--- Point localization data ---

==============================

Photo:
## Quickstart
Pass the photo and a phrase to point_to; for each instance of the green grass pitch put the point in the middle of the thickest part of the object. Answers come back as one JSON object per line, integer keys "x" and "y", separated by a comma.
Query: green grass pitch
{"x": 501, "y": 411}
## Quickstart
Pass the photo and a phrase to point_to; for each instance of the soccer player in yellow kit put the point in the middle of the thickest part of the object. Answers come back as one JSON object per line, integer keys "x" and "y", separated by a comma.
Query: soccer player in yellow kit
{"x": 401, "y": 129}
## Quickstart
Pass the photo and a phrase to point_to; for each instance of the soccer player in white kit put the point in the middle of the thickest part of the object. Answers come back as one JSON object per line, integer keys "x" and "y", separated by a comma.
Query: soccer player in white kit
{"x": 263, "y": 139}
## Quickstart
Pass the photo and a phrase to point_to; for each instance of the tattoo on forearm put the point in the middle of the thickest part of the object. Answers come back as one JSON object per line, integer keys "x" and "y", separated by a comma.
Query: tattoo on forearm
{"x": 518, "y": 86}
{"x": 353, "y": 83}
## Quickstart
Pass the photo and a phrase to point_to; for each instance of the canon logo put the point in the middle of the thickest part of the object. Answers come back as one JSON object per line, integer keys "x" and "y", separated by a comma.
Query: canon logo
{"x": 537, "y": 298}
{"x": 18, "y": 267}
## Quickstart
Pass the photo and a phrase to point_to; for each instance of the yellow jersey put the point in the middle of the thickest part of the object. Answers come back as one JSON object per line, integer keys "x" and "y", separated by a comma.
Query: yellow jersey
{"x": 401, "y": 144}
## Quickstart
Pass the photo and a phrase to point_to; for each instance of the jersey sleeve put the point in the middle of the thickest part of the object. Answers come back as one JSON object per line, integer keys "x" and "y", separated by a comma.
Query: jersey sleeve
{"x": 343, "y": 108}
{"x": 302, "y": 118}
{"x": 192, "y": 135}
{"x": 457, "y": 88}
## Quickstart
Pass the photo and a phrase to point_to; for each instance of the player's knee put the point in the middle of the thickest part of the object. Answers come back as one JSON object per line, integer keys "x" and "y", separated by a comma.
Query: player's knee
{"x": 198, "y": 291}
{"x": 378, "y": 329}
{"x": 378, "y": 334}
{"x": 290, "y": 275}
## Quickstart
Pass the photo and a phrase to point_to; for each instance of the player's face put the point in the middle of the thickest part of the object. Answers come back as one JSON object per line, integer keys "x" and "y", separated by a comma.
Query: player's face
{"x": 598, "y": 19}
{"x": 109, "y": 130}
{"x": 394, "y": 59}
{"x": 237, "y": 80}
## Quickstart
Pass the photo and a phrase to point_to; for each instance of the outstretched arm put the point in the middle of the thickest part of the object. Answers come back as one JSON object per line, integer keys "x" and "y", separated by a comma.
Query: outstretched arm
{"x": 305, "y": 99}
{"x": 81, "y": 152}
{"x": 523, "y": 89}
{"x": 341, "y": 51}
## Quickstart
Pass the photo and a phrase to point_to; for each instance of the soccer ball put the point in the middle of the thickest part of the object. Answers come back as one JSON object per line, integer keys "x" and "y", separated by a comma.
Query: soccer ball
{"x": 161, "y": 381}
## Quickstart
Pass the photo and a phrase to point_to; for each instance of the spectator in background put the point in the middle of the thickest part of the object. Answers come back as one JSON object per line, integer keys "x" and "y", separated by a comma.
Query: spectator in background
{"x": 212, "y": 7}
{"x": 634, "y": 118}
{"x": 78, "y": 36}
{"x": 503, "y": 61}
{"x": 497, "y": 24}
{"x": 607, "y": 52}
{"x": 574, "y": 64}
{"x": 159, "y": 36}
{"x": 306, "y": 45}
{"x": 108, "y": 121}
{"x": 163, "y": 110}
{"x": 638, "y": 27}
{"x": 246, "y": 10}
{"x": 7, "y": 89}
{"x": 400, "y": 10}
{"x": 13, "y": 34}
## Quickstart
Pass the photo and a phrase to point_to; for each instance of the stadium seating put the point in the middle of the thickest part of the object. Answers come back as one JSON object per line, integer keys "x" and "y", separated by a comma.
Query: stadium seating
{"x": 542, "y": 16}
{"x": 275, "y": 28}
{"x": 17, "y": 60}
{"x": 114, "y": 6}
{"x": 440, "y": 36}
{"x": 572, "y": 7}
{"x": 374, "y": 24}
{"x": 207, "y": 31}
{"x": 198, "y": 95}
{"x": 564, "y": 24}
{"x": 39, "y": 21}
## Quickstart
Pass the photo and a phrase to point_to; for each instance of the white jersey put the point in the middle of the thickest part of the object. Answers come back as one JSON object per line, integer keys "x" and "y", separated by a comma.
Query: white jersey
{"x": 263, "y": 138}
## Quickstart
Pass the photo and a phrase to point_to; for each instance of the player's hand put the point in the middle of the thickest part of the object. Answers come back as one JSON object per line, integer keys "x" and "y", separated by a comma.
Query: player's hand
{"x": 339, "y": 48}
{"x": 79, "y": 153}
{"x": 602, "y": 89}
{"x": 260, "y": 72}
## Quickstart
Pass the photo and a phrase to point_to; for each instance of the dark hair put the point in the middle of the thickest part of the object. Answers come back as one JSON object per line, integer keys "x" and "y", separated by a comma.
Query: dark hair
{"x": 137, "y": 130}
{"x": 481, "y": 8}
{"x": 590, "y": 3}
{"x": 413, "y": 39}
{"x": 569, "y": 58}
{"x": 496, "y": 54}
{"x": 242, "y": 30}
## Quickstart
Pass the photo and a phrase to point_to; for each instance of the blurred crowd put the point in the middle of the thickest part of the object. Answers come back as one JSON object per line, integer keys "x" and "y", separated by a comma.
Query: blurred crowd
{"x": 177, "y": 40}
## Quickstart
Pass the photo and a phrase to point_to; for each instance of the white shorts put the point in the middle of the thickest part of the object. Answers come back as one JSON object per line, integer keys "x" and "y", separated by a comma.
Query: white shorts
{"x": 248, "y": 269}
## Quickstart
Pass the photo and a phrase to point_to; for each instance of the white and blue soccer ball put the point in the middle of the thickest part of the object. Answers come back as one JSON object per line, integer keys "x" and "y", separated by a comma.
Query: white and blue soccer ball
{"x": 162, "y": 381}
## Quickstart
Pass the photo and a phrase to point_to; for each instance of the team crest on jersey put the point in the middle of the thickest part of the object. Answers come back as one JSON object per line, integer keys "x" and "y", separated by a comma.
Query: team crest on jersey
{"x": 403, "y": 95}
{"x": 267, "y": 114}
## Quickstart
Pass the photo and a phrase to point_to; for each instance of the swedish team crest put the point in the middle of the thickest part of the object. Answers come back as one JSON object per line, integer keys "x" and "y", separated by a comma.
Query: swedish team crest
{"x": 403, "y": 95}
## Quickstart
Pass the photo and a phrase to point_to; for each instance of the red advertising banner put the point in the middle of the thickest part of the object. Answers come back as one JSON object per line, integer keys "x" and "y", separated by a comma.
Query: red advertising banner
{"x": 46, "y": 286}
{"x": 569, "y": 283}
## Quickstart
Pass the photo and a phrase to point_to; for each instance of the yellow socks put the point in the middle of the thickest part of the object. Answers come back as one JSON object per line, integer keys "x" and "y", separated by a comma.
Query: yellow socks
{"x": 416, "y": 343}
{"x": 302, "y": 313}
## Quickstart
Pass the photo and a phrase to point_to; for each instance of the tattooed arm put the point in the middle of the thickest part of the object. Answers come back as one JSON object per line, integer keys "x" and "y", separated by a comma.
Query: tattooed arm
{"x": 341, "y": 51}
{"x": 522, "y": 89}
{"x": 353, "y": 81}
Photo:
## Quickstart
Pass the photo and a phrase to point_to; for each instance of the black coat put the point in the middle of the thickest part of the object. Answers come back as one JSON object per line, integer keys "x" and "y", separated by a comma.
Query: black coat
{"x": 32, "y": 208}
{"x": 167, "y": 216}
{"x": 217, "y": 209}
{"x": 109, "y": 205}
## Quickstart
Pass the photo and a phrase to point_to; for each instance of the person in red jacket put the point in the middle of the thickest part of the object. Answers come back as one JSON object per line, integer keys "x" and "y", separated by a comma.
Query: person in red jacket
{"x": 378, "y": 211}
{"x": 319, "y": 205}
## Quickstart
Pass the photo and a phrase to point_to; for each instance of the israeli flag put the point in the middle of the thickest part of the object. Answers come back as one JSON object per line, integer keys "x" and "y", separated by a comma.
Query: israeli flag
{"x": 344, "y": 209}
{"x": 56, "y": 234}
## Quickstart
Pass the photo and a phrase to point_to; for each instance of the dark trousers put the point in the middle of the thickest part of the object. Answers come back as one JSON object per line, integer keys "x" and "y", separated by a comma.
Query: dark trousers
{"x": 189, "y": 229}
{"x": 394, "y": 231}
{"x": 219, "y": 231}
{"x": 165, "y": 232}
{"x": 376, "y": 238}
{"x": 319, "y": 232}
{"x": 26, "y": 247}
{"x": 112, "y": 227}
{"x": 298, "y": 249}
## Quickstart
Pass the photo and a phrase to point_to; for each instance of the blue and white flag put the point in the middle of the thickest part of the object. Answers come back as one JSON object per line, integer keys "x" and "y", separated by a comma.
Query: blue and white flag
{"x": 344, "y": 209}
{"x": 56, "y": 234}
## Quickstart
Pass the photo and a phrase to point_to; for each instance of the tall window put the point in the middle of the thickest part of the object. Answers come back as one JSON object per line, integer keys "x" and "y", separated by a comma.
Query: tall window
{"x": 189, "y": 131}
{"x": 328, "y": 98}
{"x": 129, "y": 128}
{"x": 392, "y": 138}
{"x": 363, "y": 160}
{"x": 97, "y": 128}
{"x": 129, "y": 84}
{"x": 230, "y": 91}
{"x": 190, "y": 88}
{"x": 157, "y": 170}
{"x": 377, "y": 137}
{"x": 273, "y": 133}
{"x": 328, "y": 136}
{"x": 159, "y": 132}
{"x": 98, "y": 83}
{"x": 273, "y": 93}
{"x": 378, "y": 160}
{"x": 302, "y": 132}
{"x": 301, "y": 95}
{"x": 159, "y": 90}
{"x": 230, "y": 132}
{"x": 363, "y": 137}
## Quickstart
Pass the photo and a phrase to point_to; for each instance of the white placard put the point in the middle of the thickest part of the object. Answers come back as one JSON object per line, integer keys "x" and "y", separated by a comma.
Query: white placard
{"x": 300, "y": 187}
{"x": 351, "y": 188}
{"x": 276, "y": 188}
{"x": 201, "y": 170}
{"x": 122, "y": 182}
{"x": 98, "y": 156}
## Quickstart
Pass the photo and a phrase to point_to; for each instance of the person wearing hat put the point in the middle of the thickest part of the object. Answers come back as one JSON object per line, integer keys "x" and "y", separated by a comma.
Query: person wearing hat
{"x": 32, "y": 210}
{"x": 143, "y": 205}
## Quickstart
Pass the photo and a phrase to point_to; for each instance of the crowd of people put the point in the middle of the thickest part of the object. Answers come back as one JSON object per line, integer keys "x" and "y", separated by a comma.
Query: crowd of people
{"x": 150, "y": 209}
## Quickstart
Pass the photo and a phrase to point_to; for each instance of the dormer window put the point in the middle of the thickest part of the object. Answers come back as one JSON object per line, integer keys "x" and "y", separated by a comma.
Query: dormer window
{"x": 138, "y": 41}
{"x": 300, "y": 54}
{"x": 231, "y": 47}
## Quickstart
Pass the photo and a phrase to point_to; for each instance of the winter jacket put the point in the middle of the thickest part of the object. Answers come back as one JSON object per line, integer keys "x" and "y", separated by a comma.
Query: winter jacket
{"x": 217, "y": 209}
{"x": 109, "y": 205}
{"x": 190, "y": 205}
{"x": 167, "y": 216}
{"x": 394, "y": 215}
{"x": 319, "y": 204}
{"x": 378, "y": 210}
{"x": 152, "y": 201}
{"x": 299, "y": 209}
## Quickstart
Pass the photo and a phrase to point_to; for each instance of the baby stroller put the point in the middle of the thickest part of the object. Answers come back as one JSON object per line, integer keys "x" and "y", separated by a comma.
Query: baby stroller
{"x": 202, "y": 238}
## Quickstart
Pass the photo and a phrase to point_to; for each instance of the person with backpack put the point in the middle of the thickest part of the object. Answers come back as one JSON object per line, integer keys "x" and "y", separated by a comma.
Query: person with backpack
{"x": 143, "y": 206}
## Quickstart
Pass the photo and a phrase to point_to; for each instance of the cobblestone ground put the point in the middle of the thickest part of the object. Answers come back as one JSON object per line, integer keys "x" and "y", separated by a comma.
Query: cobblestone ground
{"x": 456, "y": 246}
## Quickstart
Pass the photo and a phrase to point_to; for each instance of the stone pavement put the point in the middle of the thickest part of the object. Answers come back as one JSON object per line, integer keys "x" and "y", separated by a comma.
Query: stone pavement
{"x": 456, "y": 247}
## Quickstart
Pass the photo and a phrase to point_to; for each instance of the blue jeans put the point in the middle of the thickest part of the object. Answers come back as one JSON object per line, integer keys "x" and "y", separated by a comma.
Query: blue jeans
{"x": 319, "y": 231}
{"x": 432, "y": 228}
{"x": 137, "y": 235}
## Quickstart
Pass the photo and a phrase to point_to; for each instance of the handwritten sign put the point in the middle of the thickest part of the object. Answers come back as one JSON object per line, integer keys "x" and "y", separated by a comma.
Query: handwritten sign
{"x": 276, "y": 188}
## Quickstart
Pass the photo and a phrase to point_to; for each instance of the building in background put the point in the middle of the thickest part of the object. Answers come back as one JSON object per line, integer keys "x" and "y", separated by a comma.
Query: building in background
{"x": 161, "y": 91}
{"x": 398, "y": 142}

==============================

--- Work request ---
The output should be exactly the lines above from the line containing "the person in" to the line containing "of the israeli", inclusive, with no other lines.

--- Response area ---
Pass the photo and a phrase to point_to; for each instance of the person in red jacket put the point in the middle of the thickest part of the object. Answers come back as one JSON object per line, integer keys "x" and "y", separated by a comma.
Query: person in red jacket
{"x": 378, "y": 211}
{"x": 319, "y": 205}
## Quickstart
Pass the photo and a phrase to point_to; for each instance of the israeli flag put the point in the middle of the thickest part of the object. Answers come back as one JSON object per line, integer keys "x" and "y", separated by a comma.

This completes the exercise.